- Tarefas e exercícios
1. De acordo com o trecho da página, qual é o alerta de Thomas Paine sobre o hábito de se acostumar com mentiras?
2. Redigite fielmente, do trecho da página, a parte que abre com as palavras que contêm "As nações perecem, também, por" e fecha com "tempo de duração.".

- Trecho da página
========================================================================
Essa nossa característica, da crendice, capenga de crítica, o suficiente para nos tornar facilmente influenciáveis de uma maneira geral, permite essa facilidade de se enganar o povo, especialmente quando ele anseia por algo em que acreditar. Conhecemos muito bem histórias desse tipo, reprisada em várias oportunidades, com diversas roupagens. E nessa repetição sem fim acabamos sendo aprisionados, vitimados no logro que volta a se repetir. A penumbra da aceitação parece ser o meio que nos envolve. Thomas Paine, famoso político e intelectual, alerta: acostumarmos com mentiras cria o fundamento para muitos outros males. Esta proposta se torna mais adequada ainda porque toma o cuidado de não excluir as pessoas que querem acreditar nas falsidades porque isto lhes convém de alguma forma. Essa nossa ligação com o etéreo, esse visgo do imponderável, confirma-se no sucesso dos livros sobre deuses e astronautas, códigos, romances fantásticos com narrativas envoltas de brumas e ninfas, magos de todos os tipos, dragões e assemelhados.
As nações perecem, também, por falta de conhecimento. Estudar é atividade que bate de frente com o misticismo, opõe-se à credulidade. Aprofundar em determinado assunto não se afina muito bem com o tal do bom senso. Saber tem pouco a ver com a “experiência” muitas vezes invocada na insuficiência de argumento. Conhecimento pode ser irmão siamês da democracia, por não pressupor autoridade, ao admitir no máximo especialistas e limitados ao seu espaço e, com tempo de duração.
Os dogmas da fé são objeto de experiências no plano espiritual. Em oposição (preservado o que foi dito no início), podemos dizer que boa dose de “heresia” é muito bem vinda quando se trata de questões terrenas. As opiniões arraigadas, cristalizadas, muito comumente significam, ou submissão a interesses pessoais ou, pior, perda da capacidade de pensar. No mundo do conhecimento material, atado ao real, não existem verdades eternas. O espaço é ocupado apenas por percepções e hipóteses provisórias, muitas vezes com duração relativamente curta. O campo da ciência de fato, é de ponderação, de cuidado e, principalmente de muitas ressalvas e limites.
========================================================================
- Linhas fornecidas
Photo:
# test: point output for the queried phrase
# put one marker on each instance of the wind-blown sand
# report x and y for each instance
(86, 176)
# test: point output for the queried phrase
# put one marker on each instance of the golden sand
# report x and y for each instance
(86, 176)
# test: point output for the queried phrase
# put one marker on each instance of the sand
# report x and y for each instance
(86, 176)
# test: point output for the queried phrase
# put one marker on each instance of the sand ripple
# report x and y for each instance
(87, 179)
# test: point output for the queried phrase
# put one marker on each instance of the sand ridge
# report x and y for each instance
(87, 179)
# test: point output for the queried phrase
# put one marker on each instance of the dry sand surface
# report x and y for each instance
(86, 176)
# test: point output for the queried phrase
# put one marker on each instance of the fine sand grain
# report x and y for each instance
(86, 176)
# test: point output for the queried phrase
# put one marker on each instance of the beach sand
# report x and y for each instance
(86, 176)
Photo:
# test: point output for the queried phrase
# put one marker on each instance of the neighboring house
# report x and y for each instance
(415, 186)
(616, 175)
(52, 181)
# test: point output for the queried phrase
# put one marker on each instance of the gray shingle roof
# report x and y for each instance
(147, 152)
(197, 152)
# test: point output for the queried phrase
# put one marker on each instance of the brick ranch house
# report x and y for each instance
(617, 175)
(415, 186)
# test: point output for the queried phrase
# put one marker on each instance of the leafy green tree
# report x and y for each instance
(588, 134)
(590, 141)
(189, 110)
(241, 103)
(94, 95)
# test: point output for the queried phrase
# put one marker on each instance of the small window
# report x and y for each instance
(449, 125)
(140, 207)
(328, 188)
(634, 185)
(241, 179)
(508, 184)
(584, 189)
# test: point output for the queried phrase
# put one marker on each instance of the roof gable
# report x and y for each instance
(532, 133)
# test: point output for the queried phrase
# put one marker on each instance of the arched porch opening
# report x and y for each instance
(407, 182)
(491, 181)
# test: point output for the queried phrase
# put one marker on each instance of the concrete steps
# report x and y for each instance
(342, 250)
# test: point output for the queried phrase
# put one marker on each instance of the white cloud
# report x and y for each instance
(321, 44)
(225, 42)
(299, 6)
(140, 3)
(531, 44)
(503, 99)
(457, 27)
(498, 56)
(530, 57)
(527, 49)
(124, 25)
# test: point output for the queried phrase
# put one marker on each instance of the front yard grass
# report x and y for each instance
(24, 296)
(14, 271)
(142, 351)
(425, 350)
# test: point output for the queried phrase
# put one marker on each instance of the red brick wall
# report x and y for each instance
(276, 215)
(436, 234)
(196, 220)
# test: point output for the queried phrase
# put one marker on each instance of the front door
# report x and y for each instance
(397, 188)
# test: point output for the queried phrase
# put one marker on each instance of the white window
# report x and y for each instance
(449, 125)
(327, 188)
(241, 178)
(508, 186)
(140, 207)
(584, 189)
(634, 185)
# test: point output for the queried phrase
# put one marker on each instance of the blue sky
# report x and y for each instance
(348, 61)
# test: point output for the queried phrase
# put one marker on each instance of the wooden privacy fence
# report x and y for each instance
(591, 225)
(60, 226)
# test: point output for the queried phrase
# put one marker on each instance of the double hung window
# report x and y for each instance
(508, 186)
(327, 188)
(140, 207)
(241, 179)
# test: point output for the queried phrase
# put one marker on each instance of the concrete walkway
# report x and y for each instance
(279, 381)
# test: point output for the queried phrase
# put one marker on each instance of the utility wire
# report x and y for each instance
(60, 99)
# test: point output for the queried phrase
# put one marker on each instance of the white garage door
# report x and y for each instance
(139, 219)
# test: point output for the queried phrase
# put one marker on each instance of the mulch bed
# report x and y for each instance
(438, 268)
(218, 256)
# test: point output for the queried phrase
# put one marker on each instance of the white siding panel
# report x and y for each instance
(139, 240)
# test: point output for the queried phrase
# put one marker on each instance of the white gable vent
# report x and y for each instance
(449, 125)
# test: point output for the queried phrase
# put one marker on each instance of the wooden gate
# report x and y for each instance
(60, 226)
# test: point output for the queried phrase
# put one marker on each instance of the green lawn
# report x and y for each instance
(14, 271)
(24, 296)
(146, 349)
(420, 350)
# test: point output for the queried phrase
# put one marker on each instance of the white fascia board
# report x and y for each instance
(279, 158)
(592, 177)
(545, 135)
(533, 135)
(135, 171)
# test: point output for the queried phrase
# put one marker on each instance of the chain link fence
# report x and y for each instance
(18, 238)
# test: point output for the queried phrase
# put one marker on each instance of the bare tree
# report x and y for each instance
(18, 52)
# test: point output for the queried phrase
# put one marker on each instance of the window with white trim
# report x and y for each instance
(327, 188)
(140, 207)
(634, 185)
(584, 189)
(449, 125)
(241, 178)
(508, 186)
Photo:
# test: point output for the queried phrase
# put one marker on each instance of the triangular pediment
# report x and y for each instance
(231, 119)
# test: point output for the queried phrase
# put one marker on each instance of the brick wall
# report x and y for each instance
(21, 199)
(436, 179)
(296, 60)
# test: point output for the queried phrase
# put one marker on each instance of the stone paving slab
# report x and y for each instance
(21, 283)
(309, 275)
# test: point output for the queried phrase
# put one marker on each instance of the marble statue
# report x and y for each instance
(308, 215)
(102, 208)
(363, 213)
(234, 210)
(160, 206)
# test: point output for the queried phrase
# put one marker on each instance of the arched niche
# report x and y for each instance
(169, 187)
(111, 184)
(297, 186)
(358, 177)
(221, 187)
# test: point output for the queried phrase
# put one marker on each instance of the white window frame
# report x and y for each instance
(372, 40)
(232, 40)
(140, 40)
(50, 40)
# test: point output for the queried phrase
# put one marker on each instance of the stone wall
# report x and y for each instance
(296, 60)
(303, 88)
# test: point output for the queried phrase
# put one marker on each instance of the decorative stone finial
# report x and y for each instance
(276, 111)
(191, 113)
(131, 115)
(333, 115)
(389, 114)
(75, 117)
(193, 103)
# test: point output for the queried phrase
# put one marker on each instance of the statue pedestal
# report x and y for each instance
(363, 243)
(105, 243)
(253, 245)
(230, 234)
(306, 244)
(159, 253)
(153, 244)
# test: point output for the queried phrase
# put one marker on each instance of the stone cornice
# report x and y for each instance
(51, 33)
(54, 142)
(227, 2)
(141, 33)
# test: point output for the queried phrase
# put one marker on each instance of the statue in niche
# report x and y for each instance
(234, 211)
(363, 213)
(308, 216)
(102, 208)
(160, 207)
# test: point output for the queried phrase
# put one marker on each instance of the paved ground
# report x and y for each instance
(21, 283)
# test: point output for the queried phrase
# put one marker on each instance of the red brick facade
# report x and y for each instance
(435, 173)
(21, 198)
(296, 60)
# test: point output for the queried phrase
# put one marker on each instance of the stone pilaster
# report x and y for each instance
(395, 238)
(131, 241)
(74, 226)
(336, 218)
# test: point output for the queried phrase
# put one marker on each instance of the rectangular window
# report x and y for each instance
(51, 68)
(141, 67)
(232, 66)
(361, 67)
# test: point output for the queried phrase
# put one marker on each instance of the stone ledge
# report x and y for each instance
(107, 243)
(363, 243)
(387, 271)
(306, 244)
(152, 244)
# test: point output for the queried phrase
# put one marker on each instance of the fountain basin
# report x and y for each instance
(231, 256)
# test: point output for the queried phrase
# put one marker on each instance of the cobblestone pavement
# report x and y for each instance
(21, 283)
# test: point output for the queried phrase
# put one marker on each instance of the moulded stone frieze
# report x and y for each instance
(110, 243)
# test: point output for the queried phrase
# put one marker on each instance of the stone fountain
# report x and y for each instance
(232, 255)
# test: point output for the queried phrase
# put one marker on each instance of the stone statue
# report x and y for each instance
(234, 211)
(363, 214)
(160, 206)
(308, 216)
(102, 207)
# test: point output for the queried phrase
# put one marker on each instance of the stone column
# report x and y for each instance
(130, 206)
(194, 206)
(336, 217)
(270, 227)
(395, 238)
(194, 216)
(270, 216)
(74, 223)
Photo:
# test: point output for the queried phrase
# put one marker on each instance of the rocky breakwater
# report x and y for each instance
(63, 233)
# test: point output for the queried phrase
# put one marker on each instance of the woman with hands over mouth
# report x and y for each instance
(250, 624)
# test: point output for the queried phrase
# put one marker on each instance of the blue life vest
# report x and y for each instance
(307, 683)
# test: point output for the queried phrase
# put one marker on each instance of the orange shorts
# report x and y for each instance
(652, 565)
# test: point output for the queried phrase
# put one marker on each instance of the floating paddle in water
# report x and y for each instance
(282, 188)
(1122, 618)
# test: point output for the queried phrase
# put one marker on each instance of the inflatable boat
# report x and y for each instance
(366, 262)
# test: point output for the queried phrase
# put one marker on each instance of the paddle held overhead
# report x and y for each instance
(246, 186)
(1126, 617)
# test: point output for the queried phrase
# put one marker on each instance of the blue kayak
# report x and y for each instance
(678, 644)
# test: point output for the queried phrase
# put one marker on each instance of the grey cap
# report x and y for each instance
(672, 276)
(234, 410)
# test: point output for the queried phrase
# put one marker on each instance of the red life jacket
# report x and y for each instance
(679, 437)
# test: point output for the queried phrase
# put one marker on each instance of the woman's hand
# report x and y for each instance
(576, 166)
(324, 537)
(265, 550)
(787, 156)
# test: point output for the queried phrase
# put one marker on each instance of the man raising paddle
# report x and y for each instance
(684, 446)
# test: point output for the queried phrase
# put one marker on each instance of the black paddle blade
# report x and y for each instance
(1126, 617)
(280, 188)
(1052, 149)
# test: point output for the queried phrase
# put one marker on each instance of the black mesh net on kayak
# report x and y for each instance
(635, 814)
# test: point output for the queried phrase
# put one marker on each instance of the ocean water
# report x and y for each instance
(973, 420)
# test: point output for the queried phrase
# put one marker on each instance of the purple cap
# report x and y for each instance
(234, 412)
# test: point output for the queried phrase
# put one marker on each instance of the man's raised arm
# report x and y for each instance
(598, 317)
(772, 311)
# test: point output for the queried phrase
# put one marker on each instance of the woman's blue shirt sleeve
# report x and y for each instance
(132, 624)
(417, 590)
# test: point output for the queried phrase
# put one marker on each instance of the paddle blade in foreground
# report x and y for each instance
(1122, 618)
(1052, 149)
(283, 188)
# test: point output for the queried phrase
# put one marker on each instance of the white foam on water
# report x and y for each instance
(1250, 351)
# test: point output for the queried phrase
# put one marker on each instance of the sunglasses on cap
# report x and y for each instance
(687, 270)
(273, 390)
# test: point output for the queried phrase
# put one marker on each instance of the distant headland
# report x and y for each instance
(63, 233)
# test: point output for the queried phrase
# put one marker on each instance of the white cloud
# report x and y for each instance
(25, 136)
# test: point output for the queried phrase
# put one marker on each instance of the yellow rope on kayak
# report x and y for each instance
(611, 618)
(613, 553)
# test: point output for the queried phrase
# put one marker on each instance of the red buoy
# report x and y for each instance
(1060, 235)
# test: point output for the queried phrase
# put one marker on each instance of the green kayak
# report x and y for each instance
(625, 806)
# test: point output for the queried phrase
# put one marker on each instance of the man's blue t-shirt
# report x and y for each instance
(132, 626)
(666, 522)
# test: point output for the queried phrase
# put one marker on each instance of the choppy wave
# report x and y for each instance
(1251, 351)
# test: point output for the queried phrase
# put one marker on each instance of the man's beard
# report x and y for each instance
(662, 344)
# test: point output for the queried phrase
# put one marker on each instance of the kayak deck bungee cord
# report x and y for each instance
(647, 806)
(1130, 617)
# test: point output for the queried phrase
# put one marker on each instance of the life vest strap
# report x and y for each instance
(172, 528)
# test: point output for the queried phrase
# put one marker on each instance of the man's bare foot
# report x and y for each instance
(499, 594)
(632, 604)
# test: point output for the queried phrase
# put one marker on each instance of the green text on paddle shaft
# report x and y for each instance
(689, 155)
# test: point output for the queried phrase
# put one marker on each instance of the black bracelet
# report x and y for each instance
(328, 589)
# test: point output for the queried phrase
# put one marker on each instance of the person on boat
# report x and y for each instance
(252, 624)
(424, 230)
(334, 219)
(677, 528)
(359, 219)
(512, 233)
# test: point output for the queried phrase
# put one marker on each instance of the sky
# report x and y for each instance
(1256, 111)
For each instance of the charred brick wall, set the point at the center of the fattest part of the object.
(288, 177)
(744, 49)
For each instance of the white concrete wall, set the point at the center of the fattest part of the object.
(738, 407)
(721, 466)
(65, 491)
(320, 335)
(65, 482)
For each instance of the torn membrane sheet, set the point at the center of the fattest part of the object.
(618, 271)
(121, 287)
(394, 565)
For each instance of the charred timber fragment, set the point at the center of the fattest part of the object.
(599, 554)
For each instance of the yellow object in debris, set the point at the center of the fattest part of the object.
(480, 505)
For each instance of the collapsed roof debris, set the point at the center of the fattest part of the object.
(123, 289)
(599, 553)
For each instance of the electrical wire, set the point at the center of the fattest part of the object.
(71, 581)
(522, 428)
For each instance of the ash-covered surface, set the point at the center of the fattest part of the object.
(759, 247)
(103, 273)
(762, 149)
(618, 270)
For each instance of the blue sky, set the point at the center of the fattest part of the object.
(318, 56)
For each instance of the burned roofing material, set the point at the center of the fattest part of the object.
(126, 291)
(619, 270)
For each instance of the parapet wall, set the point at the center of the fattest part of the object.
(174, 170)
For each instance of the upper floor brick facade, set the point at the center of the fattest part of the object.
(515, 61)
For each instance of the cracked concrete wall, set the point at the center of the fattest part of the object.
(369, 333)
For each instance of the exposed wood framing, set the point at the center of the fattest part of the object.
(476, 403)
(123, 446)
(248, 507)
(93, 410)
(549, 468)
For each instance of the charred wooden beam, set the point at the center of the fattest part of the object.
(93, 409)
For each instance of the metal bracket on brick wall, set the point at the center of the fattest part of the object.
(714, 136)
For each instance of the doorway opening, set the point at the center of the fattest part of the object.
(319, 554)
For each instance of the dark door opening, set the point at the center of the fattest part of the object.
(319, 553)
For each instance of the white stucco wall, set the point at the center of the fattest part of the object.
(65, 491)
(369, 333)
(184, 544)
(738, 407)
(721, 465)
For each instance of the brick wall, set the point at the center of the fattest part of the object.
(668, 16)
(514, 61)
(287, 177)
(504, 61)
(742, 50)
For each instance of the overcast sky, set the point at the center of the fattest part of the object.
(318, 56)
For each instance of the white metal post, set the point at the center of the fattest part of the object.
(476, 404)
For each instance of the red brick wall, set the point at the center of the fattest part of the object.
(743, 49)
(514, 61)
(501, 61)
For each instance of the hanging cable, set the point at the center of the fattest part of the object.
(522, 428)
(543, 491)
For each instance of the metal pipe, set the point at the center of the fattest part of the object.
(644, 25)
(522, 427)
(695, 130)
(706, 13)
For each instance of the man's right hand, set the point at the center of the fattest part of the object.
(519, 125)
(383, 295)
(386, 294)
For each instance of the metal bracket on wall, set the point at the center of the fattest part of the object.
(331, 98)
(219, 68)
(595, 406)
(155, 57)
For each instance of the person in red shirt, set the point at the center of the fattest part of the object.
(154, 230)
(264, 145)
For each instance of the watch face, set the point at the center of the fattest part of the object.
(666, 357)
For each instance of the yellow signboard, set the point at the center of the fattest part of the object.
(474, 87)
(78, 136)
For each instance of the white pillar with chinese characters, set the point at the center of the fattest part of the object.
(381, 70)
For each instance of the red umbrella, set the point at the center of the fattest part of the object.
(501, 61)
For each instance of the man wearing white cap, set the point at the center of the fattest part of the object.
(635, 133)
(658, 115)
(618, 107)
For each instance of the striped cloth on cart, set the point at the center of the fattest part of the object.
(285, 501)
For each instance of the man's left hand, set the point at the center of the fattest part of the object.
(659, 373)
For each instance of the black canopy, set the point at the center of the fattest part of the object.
========================================================================
- Respostas das tarefas
1. Acostumar-se com mentiras cria o fundamento para muitos outros males.

2.
As nações perecem, também, por falta de conhecimento. Estudar é atividade que bate de frente com o misticismo, opõe-se à credulidade. Aprofundar em determinado assunto não se afina muito bem com o tal do bom senso. Saber tem pouco a ver com a “experiência” muitas vezes invocada na insuficiência de argumento. Conhecimento pode ser irmão siamês da democracia, por não pressupor autoridade, ao admitir no máximo especialistas e limitados ao seu espaço e, com tempo de duração.